- _Source document_:
Ive been looking at the pescador pro 120. The price is awesome. The videos show the seat as having a reclined and a raised position. Does it go low. Looks to be a decent size yak and is not too heavy. Would you go of shore in it?


----------



## rbecker08 (Dec 7, 2014)

I didn't wind up with that one but I can convey the info I was told....you could go offshore but you would have to really pick your days it is short and wife. But yes the seat goes low and high.


----------



## rbecker08 (Dec 7, 2014)

And didn't read lol you weren't asking me let us know your thoughts redleg


----------



## redleg155 (Feb 28, 2014)

If you look at the specifications you will see that it approximately the same width as the WS ride 115, but just a bit longer. The hull design makes and deck height between the two are the major differences. The WS has more of a pontoon type hull, which makes for great stability, but at a cost of speed. The Pescador Pro has a faster hull design and has a little extra stability, but the cost is that it is not a stand up and fish yak.

- _Stated task 1_: Which lines of the listing below contain the string "green"? Pick out and copy each of those lines, treating case as significant.

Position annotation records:
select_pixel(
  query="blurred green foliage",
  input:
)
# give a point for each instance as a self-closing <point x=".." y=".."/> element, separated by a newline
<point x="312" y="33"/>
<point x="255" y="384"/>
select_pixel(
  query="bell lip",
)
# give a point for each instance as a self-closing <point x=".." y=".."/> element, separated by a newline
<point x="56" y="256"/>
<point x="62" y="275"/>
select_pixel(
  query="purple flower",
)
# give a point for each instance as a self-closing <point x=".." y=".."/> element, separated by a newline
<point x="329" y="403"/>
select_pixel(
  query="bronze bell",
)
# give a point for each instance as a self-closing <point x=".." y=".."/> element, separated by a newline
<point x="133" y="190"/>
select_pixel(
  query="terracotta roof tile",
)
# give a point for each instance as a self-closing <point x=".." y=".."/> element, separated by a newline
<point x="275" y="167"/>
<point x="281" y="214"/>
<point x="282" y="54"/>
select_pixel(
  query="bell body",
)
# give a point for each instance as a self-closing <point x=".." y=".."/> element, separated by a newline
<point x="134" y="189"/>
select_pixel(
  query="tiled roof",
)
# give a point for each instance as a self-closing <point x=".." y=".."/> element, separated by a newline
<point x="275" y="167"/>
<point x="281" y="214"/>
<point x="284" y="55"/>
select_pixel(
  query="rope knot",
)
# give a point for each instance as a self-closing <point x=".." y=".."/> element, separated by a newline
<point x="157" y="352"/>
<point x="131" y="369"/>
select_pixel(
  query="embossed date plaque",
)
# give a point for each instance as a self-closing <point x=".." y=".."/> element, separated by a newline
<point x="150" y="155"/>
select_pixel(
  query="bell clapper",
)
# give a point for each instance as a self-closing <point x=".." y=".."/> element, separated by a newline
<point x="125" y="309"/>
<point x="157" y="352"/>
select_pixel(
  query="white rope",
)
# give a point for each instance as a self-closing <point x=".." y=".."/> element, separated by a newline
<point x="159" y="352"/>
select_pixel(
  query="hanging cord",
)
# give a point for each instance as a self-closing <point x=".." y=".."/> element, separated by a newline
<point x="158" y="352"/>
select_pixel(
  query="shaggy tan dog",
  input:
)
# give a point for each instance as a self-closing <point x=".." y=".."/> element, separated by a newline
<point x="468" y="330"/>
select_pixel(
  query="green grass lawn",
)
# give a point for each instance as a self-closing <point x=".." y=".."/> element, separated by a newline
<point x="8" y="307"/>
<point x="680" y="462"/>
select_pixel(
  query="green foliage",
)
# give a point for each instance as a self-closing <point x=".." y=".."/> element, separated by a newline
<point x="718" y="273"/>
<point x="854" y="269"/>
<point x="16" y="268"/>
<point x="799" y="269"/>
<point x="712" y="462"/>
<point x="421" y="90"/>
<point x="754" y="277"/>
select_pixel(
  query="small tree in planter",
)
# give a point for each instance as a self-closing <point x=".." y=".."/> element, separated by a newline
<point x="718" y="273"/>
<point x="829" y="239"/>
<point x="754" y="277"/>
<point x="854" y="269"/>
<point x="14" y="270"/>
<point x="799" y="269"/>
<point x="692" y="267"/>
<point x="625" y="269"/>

- _Stated task 2_: In the forum thread, what kind of hull does the WS have?

- _Full response 1_:
  query="blurred green foliage",
  query="green grass lawn",
  query="green foliage",

- _Full response 2_: More of a pontoon type hull.